• **SELECTED EXTRACT**

Thanks for answering my question. Very appreciated.

I need to ask, and please forgive my ignorance: If the brake pedal switch would be faulty or defective, would it still turn on the brake lights? Is it the same switch that does both, as in the rear brake lights, and the cruise and the gear selecting?

Let me know when you can.

Take care, and thanks for answering.

thebombbomb


----------



## thebombbomb (Jul 19, 2004)

Hello Yeti35.

Sorry, forgot to answer one of your questions.

He seems to have the device which you talk about. After looking for it online, and seeing screen shots, and the actualy apparatus, he did indeed have the Ross Tech cable.

I hope I answered you question.

Again, thank you for answering mine.

Take care.

thebombbomb


----------



## thebombbomb (Jul 19, 2004)

Hello again Yeti35

Did some calling today to various stealerships... Apparently that brake switch is serial number sensitive, and costs about 30$. Obviously, three Montreal area dealerships don't have it in stock, and has to be ordered. Makes me think what do the have in their stock room, a whole bunch of nothing???

Anyway, the error still pops up, so I will have it scanned again tonight by my buddy. I will probably order the switch on Monday and get it on Wednesday. Thank god I am not stranded in the middle of nowhere...

I will keep you posted.

Take care...


----------



## Yeti35 (May 17, 2006)

The brake pedal switch no working properly will effect the cruise control and not allow it to work. It could be the same thing with the push brake pedal to shift the car as well. I don't think it is a hard thing to replace, but not for sure on that. I have heard of the issue of the cruise not working being related to the brake pedal switch. Lights would work, just not the cruise.


----------



## thebombbomb (Jul 19, 2004)

Hey guys...

• **AIM OF THE TASK**
Answer these questions using the forum thread above.
1. About how much does the brake switch cost, according to the calls to dealerships?
2. How many Montreal-area dealerships did not have the switch in stock?
3. According to Yeti35, which still works when the brake pedal switch is faulty: the lights or the cruise control?

• **EXTRACTED RECORDS**
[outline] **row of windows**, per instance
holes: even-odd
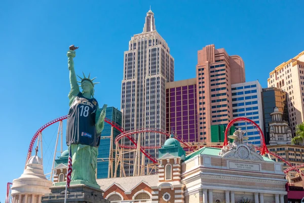
[[[256,93],[257,91],[256,89],[253,89],[252,90],[248,90],[248,91],[245,91],[245,94],[251,94],[252,93]],[[233,92],[232,93],[232,95],[233,96],[236,96],[237,95],[243,95],[244,94],[244,92],[243,91],[241,91],[241,92]]]
[[[216,78],[216,79],[212,79],[210,80],[210,81],[214,82],[214,81],[218,81],[219,80],[225,80],[225,78]]]
[[[252,98],[257,98],[257,95],[252,95],[252,96],[246,96],[245,97],[245,99],[251,99]],[[241,96],[240,97],[237,97],[237,98],[232,98],[232,101],[241,101],[241,100],[244,100],[244,96]]]
[[[211,89],[211,91],[214,92],[214,91],[224,90],[226,89],[226,87],[219,87],[218,88]]]
[[[213,120],[212,123],[215,123],[216,122],[222,122],[222,121],[228,121],[227,119],[219,119],[219,120]]]
[[[217,114],[212,116],[212,118],[221,117],[223,116],[227,116],[227,114]]]
[[[215,85],[224,85],[225,84],[226,84],[225,82],[221,82],[221,83],[217,83],[211,84],[211,86],[215,86]]]
[[[253,105],[253,104],[257,104],[257,101],[247,101],[245,103],[244,102],[241,102],[240,103],[233,104],[232,106],[233,106],[233,107],[241,107],[241,106],[244,106],[244,104],[246,104],[246,105]],[[246,109],[246,111],[247,111],[247,109],[248,109],[248,111],[250,111],[250,109],[251,109],[251,110],[255,110],[258,109],[258,107],[248,107]]]
[[[215,113],[225,112],[226,111],[227,111],[226,109],[223,109],[222,110],[212,111],[211,112],[211,113],[214,114]],[[228,113],[230,113],[230,112],[229,112],[229,111],[228,111]]]
[[[259,123],[259,121],[254,121],[255,122],[255,123],[258,124]],[[242,122],[242,123],[235,123],[234,125],[236,126],[239,126],[239,125],[246,125],[246,122]]]
[[[215,109],[217,108],[226,107],[227,107],[227,105],[216,105],[216,106],[212,106],[211,107],[211,108]]]
[[[210,78],[213,78],[214,77],[217,77],[217,76],[224,76],[225,75],[225,73],[221,73],[220,74],[215,74],[215,75],[211,75],[210,76]]]
[[[250,88],[251,87],[256,87],[256,85],[245,86],[245,87],[244,87],[244,89]],[[231,88],[231,90],[232,91],[233,91],[233,90],[236,90],[237,89],[243,89],[243,86],[233,87],[233,88]]]
[[[219,99],[216,99],[216,100],[211,100],[211,103],[214,103],[215,102],[225,101],[226,100],[227,100],[227,99],[225,98]],[[228,101],[228,102],[229,102],[229,101]]]
[[[226,92],[225,93],[219,93],[218,94],[211,94],[211,97],[214,97],[215,96],[224,96],[225,95]]]
[[[220,69],[220,70],[215,70],[215,71],[210,71],[210,73],[220,72],[221,71],[225,71],[225,69]]]
[[[210,66],[210,69],[214,69],[215,67],[223,67],[225,66],[224,64],[221,64],[219,65],[212,65]]]

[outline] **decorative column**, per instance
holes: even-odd
[[[208,190],[209,194],[209,203],[213,203],[213,192],[212,191],[212,189],[209,189]]]
[[[27,203],[27,194],[24,195],[24,203]]]
[[[36,202],[36,197],[35,196],[34,194],[32,194],[31,202]],[[276,203],[277,203],[277,202],[276,202]],[[278,203],[279,203],[279,202],[278,202]]]
[[[231,198],[230,202],[231,203],[235,203],[235,200],[234,198],[234,191],[230,191],[230,198]]]
[[[260,203],[264,203],[264,194],[260,193]]]
[[[226,203],[230,203],[230,199],[229,199],[229,190],[226,190],[225,191],[225,200]],[[277,203],[277,202],[276,202]]]
[[[42,196],[42,195],[40,194],[39,195],[38,195],[38,203],[41,203],[41,197]]]
[[[280,200],[279,199],[279,194],[275,194],[275,199],[276,201],[276,203],[280,203]]]
[[[207,199],[207,189],[203,189],[203,202],[208,203],[208,200]]]
[[[280,195],[280,203],[284,203],[284,194]]]
[[[254,203],[258,203],[258,192],[254,192]]]

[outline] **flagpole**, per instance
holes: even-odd
[[[67,164],[67,168],[66,170],[66,182],[65,183],[65,193],[64,194],[64,203],[66,203],[66,192],[67,191],[67,181],[68,181],[68,180],[69,180],[69,178],[68,178],[68,170],[69,170],[69,167],[70,166],[70,159],[71,158],[71,157],[70,157],[70,154],[71,154],[71,151],[70,150],[71,150],[71,148],[70,146],[70,145],[68,146],[68,164]]]
[[[65,194],[64,194],[64,203],[66,203],[66,191],[67,190],[67,184],[65,184]]]

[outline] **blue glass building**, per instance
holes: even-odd
[[[117,109],[111,107],[106,108],[106,118],[112,120],[115,123],[120,126],[122,126],[122,112]],[[113,149],[115,149],[115,143],[114,143],[115,138],[121,132],[114,128],[113,130]],[[105,123],[104,123],[104,128],[101,132],[101,137],[108,137],[108,138],[101,139],[100,140],[100,144],[98,147],[98,155],[97,159],[104,158],[108,158],[110,154],[110,137],[111,136],[111,125]],[[113,155],[113,157],[115,158],[115,154]],[[115,163],[113,163],[113,164]],[[114,167],[113,167],[114,168]],[[109,168],[109,162],[101,161],[100,159],[97,159],[97,179],[107,178],[108,170]],[[118,170],[119,171],[119,170]]]
[[[258,81],[231,85],[233,118],[246,117],[254,121],[263,129],[262,107],[262,88]],[[236,129],[246,130],[248,140],[245,142],[260,146],[258,131],[249,123],[239,121],[235,123]]]

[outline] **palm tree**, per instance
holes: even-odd
[[[296,125],[295,129],[295,134],[297,136],[291,140],[291,143],[294,145],[299,145],[304,141],[304,122]]]

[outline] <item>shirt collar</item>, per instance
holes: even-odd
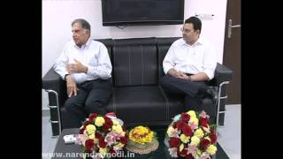
[[[79,48],[79,47],[76,45],[76,43],[73,41],[73,46],[74,46],[76,49],[85,49],[86,47],[88,47],[88,45],[90,45],[90,43],[91,43],[91,39],[88,38],[88,40],[87,41],[87,42],[86,42],[85,44],[81,45],[80,48]]]
[[[183,41],[182,41],[182,42],[182,42],[183,45],[189,46],[189,45],[184,41],[184,39],[182,39],[182,40],[183,40]],[[204,42],[203,38],[199,37],[199,38],[197,39],[197,41],[194,43],[193,46],[202,45],[202,44],[203,44],[203,42]]]

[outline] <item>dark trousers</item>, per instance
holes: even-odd
[[[90,113],[106,114],[105,104],[112,93],[111,79],[89,80],[77,87],[77,95],[72,95],[65,102],[66,113],[76,126],[80,126]]]
[[[199,90],[206,88],[204,82],[194,82],[172,76],[164,76],[161,79],[161,86],[169,94],[185,95],[186,110],[201,110],[202,99],[199,97]]]

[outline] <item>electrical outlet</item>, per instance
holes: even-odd
[[[195,14],[195,17],[201,19],[213,19],[213,14]]]

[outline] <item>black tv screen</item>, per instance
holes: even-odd
[[[177,25],[184,0],[102,0],[103,26]]]

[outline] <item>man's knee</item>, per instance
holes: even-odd
[[[161,85],[162,86],[167,86],[170,84],[170,77],[168,76],[164,76],[161,78]]]

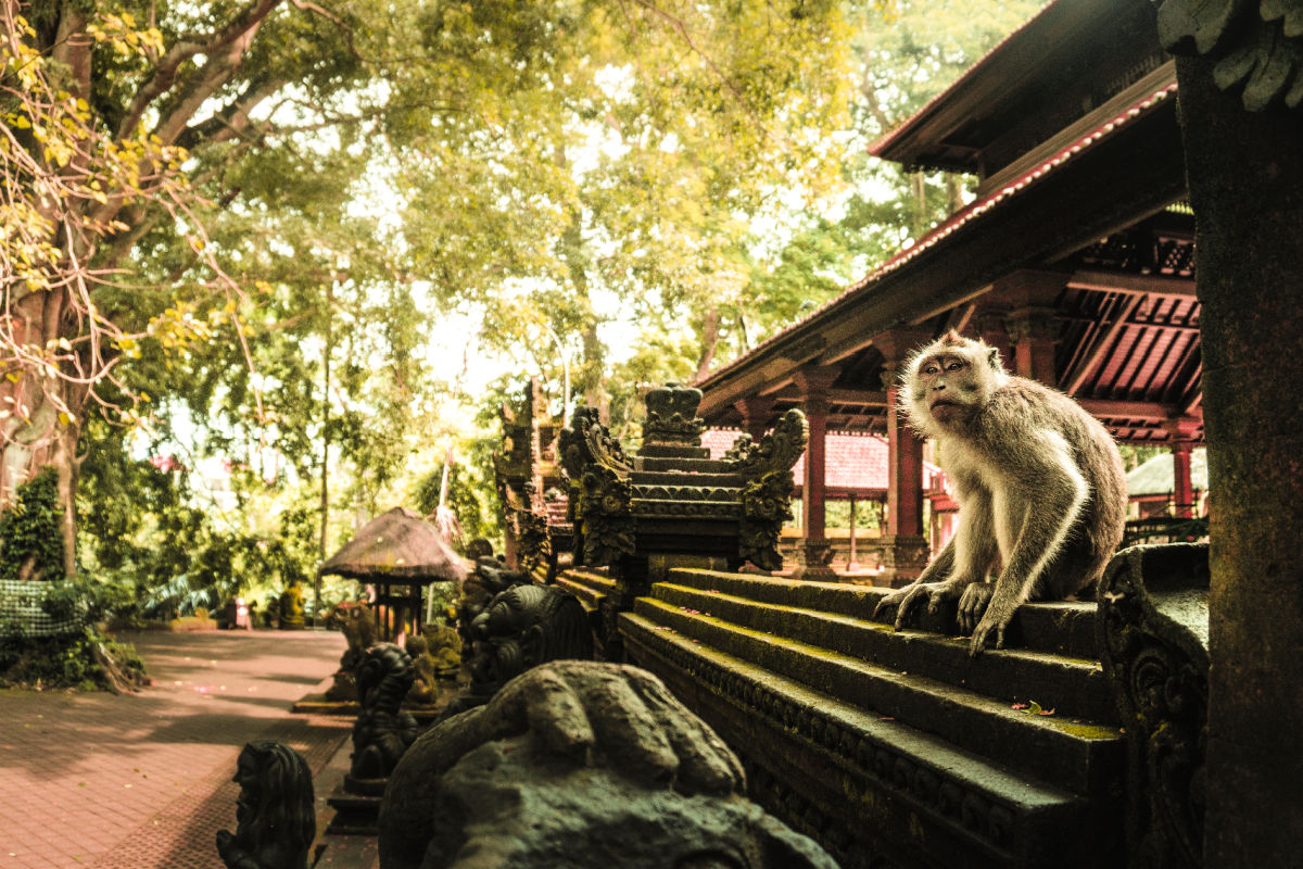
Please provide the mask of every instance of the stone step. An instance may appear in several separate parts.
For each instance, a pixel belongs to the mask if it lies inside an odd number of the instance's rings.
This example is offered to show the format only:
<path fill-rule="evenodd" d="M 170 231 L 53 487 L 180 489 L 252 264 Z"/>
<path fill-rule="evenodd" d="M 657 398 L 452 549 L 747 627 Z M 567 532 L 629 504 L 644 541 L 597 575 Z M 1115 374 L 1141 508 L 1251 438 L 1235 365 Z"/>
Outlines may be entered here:
<path fill-rule="evenodd" d="M 615 580 L 592 571 L 566 571 L 558 575 L 556 585 L 579 598 L 588 610 L 595 610 L 602 598 L 615 591 Z"/>
<path fill-rule="evenodd" d="M 1117 727 L 1033 715 L 912 670 L 881 667 L 654 598 L 638 598 L 635 614 L 689 641 L 1076 793 L 1100 793 L 1121 769 L 1123 739 Z"/>
<path fill-rule="evenodd" d="M 778 603 L 834 612 L 856 619 L 891 624 L 894 614 L 883 612 L 873 618 L 878 601 L 891 589 L 848 582 L 807 582 L 740 573 L 723 573 L 697 568 L 679 568 L 670 578 L 679 585 L 714 589 L 758 603 Z M 929 614 L 926 606 L 916 608 L 913 627 L 933 633 L 958 634 L 955 603 L 950 602 L 938 612 Z M 1095 602 L 1062 601 L 1057 603 L 1024 603 L 1014 614 L 1005 632 L 1005 645 L 1010 649 L 1031 649 L 1080 659 L 1098 659 L 1095 640 Z"/>
<path fill-rule="evenodd" d="M 1023 649 L 968 655 L 968 641 L 924 631 L 893 631 L 878 621 L 757 603 L 718 591 L 658 582 L 652 595 L 744 628 L 778 633 L 890 670 L 929 676 L 1006 704 L 1036 701 L 1059 717 L 1118 723 L 1098 662 Z"/>
<path fill-rule="evenodd" d="M 752 654 L 675 633 L 666 616 L 652 601 L 641 612 L 622 614 L 631 657 L 701 714 L 749 769 L 762 767 L 766 780 L 777 776 L 786 793 L 770 810 L 795 806 L 782 813 L 795 814 L 790 822 L 846 865 L 870 864 L 856 856 L 865 847 L 880 855 L 890 847 L 891 865 L 921 865 L 926 855 L 928 865 L 1075 868 L 1110 865 L 1115 856 L 1115 836 L 1106 834 L 1119 823 L 1108 808 L 1115 801 L 1092 803 L 966 750 L 864 702 L 861 692 L 814 679 L 831 688 L 818 689 Z M 1027 724 L 1029 741 L 1038 741 L 1045 726 Z M 1111 747 L 1111 739 L 1104 741 Z M 758 778 L 752 774 L 753 786 Z"/>

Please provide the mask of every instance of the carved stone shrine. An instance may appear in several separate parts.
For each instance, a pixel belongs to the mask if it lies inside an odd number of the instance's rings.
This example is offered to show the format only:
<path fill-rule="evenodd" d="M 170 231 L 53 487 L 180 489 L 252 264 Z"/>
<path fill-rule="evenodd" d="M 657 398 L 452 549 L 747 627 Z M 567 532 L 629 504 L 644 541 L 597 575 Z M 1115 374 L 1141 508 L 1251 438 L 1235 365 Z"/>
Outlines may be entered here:
<path fill-rule="evenodd" d="M 504 509 L 507 563 L 525 572 L 546 569 L 550 582 L 575 541 L 571 486 L 556 463 L 562 421 L 549 412 L 538 378 L 530 379 L 519 405 L 502 406 L 500 417 L 494 476 Z"/>
<path fill-rule="evenodd" d="M 805 416 L 788 410 L 760 443 L 743 435 L 723 459 L 710 459 L 701 446 L 700 401 L 700 390 L 678 383 L 648 392 L 642 446 L 633 457 L 594 408 L 577 408 L 558 439 L 576 491 L 584 564 L 609 565 L 616 580 L 602 601 L 598 632 L 607 659 L 622 654 L 618 614 L 668 569 L 782 565 L 778 535 L 791 519 L 791 469 L 808 440 Z"/>

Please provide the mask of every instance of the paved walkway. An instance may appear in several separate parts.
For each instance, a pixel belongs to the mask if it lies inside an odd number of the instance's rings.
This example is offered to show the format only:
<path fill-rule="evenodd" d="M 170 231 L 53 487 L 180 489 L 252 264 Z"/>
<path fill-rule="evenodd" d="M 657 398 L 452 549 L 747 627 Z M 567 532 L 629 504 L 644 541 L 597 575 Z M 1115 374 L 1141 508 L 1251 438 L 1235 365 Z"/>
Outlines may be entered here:
<path fill-rule="evenodd" d="M 244 744 L 279 739 L 315 774 L 348 736 L 348 719 L 289 714 L 334 672 L 340 633 L 122 638 L 154 680 L 138 694 L 0 692 L 0 869 L 220 869 Z"/>

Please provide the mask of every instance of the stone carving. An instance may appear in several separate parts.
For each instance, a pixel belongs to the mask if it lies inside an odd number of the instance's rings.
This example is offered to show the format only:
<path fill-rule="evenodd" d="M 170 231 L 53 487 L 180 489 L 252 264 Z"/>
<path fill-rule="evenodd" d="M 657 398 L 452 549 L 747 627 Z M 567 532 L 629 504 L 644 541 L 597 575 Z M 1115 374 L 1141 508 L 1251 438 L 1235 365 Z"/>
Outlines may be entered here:
<path fill-rule="evenodd" d="M 792 517 L 791 498 L 796 485 L 792 465 L 805 452 L 808 440 L 805 414 L 791 409 L 758 444 L 743 435 L 724 455 L 728 468 L 747 481 L 741 491 L 737 551 L 762 569 L 777 571 L 783 565 L 778 537 L 783 522 Z"/>
<path fill-rule="evenodd" d="M 461 637 L 452 628 L 429 623 L 408 637 L 416 680 L 407 694 L 408 706 L 434 706 L 447 687 L 455 685 L 461 668 Z"/>
<path fill-rule="evenodd" d="M 1303 107 L 1303 7 L 1289 0 L 1154 0 L 1158 39 L 1174 55 L 1214 63 L 1224 91 L 1240 91 L 1244 108 Z"/>
<path fill-rule="evenodd" d="M 633 468 L 620 444 L 597 418 L 595 408 L 576 408 L 558 439 L 562 466 L 577 490 L 584 563 L 614 564 L 633 552 Z"/>
<path fill-rule="evenodd" d="M 551 542 L 547 538 L 547 517 L 536 500 L 534 483 L 525 483 L 525 496 L 513 509 L 516 519 L 516 560 L 521 569 L 533 572 L 546 564 L 551 556 Z"/>
<path fill-rule="evenodd" d="M 498 594 L 513 585 L 528 585 L 529 577 L 524 573 L 507 569 L 507 565 L 495 558 L 482 558 L 476 563 L 476 572 L 461 584 L 461 598 L 457 601 L 457 633 L 461 636 L 461 649 L 469 653 L 474 642 L 470 625 L 476 616 L 483 612 L 489 602 Z"/>
<path fill-rule="evenodd" d="M 555 662 L 413 745 L 380 866 L 835 868 L 744 793 L 737 758 L 655 676 Z"/>
<path fill-rule="evenodd" d="M 1126 723 L 1132 866 L 1203 865 L 1208 546 L 1132 546 L 1100 581 L 1100 661 Z"/>
<path fill-rule="evenodd" d="M 302 631 L 304 628 L 304 586 L 297 580 L 280 593 L 280 629 Z"/>
<path fill-rule="evenodd" d="M 666 383 L 646 395 L 648 418 L 642 423 L 642 446 L 700 447 L 706 421 L 697 416 L 701 390 L 681 383 Z"/>
<path fill-rule="evenodd" d="M 349 769 L 354 779 L 384 778 L 416 739 L 416 719 L 400 709 L 414 679 L 412 658 L 392 642 L 378 642 L 362 655 L 357 667 L 362 711 L 353 724 Z"/>
<path fill-rule="evenodd" d="M 249 743 L 236 775 L 236 831 L 218 831 L 218 855 L 228 869 L 308 869 L 317 835 L 313 775 L 294 749 Z"/>
<path fill-rule="evenodd" d="M 339 606 L 331 614 L 331 621 L 339 624 L 348 648 L 339 658 L 335 681 L 326 689 L 326 700 L 357 700 L 357 666 L 362 663 L 362 653 L 375 642 L 375 614 L 365 601 Z"/>
<path fill-rule="evenodd" d="M 429 641 L 421 634 L 413 634 L 404 644 L 404 650 L 412 658 L 414 675 L 412 688 L 407 693 L 407 704 L 409 706 L 433 706 L 439 701 L 440 685 Z"/>
<path fill-rule="evenodd" d="M 487 702 L 530 667 L 562 658 L 593 658 L 593 629 L 584 605 L 556 586 L 515 585 L 502 591 L 474 618 L 469 633 L 470 685 L 440 718 Z"/>

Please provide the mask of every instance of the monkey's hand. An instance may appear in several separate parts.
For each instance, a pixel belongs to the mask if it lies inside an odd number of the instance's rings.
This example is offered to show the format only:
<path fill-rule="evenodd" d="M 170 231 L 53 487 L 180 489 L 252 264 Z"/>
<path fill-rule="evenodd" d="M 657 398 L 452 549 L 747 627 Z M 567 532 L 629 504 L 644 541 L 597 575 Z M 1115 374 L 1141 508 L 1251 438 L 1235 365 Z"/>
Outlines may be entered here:
<path fill-rule="evenodd" d="M 990 594 L 995 586 L 990 582 L 972 582 L 959 597 L 959 633 L 971 634 L 977 628 L 977 621 L 986 612 L 990 603 Z"/>
<path fill-rule="evenodd" d="M 915 582 L 907 585 L 903 589 L 898 589 L 891 594 L 886 595 L 878 601 L 878 606 L 873 610 L 873 616 L 877 618 L 878 612 L 882 610 L 895 607 L 896 620 L 895 629 L 899 631 L 909 620 L 909 611 L 913 605 L 923 597 L 928 598 L 928 611 L 936 612 L 941 608 L 943 601 L 954 601 L 960 595 L 966 584 L 945 581 L 945 582 Z"/>
<path fill-rule="evenodd" d="M 960 605 L 962 606 L 962 605 Z M 990 606 L 986 607 L 986 614 L 982 615 L 981 621 L 973 629 L 972 642 L 968 645 L 968 654 L 973 658 L 982 653 L 986 648 L 986 641 L 990 634 L 995 634 L 995 648 L 1005 648 L 1005 628 L 1009 623 L 1014 620 L 1014 611 L 1018 608 L 1018 603 L 1012 606 L 1002 606 L 999 601 L 992 599 Z"/>

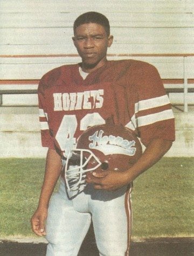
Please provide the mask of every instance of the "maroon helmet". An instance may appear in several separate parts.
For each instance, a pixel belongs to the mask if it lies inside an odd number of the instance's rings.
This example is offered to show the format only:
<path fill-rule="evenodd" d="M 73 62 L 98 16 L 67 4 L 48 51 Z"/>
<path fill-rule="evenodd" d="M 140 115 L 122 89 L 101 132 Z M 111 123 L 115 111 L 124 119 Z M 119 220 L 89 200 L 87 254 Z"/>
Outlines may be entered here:
<path fill-rule="evenodd" d="M 85 183 L 86 174 L 99 170 L 125 171 L 142 154 L 141 143 L 128 128 L 102 124 L 86 130 L 78 139 L 77 149 L 67 157 L 65 178 L 69 190 Z"/>

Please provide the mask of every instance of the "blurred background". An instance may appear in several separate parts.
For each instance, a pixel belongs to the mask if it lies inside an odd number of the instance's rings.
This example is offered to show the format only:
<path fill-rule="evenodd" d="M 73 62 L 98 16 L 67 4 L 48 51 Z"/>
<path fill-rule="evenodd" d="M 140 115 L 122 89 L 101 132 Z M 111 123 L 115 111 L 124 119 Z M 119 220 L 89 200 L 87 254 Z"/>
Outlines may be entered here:
<path fill-rule="evenodd" d="M 110 21 L 109 59 L 136 59 L 158 69 L 174 106 L 176 141 L 167 156 L 193 156 L 194 1 L 1 0 L 0 155 L 45 156 L 37 88 L 52 68 L 80 61 L 72 26 L 95 11 Z"/>

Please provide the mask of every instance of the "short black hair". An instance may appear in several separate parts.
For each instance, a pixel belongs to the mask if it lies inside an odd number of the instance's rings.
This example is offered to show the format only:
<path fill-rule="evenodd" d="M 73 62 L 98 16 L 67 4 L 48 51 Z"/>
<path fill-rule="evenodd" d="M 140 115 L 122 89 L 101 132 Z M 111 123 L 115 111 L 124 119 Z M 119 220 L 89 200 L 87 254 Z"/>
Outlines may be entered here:
<path fill-rule="evenodd" d="M 82 24 L 87 23 L 97 23 L 103 26 L 108 36 L 110 35 L 110 24 L 107 18 L 102 13 L 95 11 L 85 12 L 79 16 L 74 21 L 73 31 Z"/>

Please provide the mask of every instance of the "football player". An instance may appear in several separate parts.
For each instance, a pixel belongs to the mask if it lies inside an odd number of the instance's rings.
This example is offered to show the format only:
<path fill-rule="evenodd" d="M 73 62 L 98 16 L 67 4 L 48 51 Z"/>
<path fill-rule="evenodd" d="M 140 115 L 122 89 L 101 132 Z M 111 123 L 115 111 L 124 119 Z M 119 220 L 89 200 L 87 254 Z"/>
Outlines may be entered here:
<path fill-rule="evenodd" d="M 48 72 L 38 87 L 48 149 L 32 228 L 46 235 L 47 255 L 76 255 L 92 220 L 100 255 L 127 255 L 132 182 L 171 147 L 174 115 L 154 66 L 107 60 L 113 37 L 105 16 L 84 13 L 73 29 L 82 62 Z"/>

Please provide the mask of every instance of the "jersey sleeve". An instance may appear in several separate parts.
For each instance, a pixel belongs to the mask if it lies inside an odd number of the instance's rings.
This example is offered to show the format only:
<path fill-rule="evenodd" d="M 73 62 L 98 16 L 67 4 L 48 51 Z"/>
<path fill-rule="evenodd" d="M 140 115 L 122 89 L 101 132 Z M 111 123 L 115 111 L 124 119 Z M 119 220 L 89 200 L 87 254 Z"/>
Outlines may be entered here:
<path fill-rule="evenodd" d="M 142 65 L 134 81 L 136 99 L 131 124 L 137 130 L 142 143 L 147 147 L 156 138 L 174 141 L 174 116 L 156 68 L 147 63 Z"/>
<path fill-rule="evenodd" d="M 41 144 L 44 147 L 54 149 L 54 139 L 49 129 L 46 101 L 43 87 L 43 82 L 40 80 L 38 88 L 38 96 Z"/>

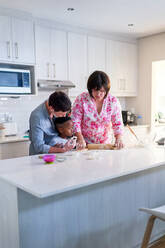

• **PROBLEM SOLUTION**
1. About $30.
2. Three.
3. The lights.